▶ PEDIDO A
Conte quantas linhas das entradas contêm a palavra "dark" e informe somente esse número.

▶ ARTIGO

====================

Gas-PA: Eu não acredito que vamos acabar com a pobreza pedindo ajuda aos ricos. Aliás, o problema do Brasil não é a pobreza. É a riqueza nas mãos de um pouquinho só de gente. E esse grupelho não vai largar o osso na base da conversa. Então, que cada rebelde se arme com, como digo na música, as armas que sabe usar."
Pois é. O grupelho, meus senhores, não vai largar o osso na base da conversa. O rapper não diz ao entrevistador que rejeita a luta armada; diz que cada rebelde deve se armar com as armas que sabe usar - talvez a música, a poesia, o hip-hop... Talvez armas de fogo, por que não? Como vimos, ele não negou isso. Afinal, alguém vai ter que tirar o osso do grupelho - e não vai ser "na base da conversa".
Foi esse um dos convidados para o lançamento da revista Contracultura. Foi esse um dos convidados do OICULT, um Laboratório de pesquisa acadêmica - e só mais uma vez, para ninguém esquecer: reconhecido pelo CNPq. Um Laboratório coordenado por uma professora doutora de uma universidade federal brasileira.

====================

▶ PEDIDO B
Reproduza o trecho do artigo que vai de "Foi esse um dos convidados para" até "universidade federal brasileira.".

====================

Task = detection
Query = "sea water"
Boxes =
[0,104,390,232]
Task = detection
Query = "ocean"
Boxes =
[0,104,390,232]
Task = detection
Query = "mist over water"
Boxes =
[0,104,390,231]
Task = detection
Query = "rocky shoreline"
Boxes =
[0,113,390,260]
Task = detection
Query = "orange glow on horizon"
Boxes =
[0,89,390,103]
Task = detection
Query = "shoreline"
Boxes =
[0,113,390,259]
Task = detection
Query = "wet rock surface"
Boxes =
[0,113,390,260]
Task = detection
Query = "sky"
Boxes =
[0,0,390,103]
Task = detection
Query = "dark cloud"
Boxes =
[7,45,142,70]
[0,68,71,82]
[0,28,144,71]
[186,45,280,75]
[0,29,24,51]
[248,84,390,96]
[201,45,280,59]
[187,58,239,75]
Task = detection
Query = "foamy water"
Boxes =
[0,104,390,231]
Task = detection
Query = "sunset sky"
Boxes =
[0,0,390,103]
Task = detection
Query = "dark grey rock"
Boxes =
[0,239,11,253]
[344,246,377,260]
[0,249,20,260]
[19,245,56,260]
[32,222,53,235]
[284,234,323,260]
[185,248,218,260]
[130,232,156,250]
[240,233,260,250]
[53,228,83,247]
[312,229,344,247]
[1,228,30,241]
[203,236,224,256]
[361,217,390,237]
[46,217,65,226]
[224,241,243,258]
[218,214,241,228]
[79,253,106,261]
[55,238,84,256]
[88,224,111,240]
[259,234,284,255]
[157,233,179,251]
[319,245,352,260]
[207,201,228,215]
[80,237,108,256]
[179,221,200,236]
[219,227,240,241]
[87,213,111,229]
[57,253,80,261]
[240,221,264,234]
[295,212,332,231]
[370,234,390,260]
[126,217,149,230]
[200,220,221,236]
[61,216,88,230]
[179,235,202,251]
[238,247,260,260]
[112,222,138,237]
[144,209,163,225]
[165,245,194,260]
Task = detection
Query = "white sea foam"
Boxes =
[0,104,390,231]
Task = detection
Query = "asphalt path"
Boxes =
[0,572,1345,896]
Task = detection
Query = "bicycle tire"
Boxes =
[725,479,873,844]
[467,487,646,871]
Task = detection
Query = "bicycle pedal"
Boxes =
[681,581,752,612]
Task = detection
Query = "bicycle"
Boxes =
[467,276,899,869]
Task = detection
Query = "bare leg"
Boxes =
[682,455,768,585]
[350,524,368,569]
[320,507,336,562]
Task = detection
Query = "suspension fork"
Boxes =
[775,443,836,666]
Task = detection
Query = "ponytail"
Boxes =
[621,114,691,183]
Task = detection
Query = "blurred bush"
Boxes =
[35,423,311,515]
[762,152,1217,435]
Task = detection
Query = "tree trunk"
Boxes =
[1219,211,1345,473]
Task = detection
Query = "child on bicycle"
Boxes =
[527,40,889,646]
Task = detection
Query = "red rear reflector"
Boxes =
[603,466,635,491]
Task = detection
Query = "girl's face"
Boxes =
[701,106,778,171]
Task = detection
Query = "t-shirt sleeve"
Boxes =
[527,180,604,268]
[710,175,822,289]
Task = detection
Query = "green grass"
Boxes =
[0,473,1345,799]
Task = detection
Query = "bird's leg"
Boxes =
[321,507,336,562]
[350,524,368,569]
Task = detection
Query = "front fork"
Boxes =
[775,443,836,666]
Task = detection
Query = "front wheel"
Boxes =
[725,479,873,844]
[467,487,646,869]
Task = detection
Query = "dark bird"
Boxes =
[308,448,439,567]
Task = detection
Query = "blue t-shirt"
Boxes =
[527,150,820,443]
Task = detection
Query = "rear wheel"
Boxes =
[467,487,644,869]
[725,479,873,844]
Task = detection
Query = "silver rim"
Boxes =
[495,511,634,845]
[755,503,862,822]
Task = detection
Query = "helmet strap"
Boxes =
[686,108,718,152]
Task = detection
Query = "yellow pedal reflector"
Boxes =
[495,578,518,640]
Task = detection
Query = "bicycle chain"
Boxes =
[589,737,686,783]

====================

▶ SOLUÇÃO ESCRITA A
3

▶ SOLUÇÃO ESCRITA B
Foi esse um dos convidados para o lançamento da revista Contracultura. Foi esse um dos convidados do OICULT, um Laboratório de pesquisa acadêmica - e só mais uma vez, para ninguém esquecer: reconhecido pelo CNPq. Um Laboratório coordenado por uma professora doutora de uma universidade federal brasileira.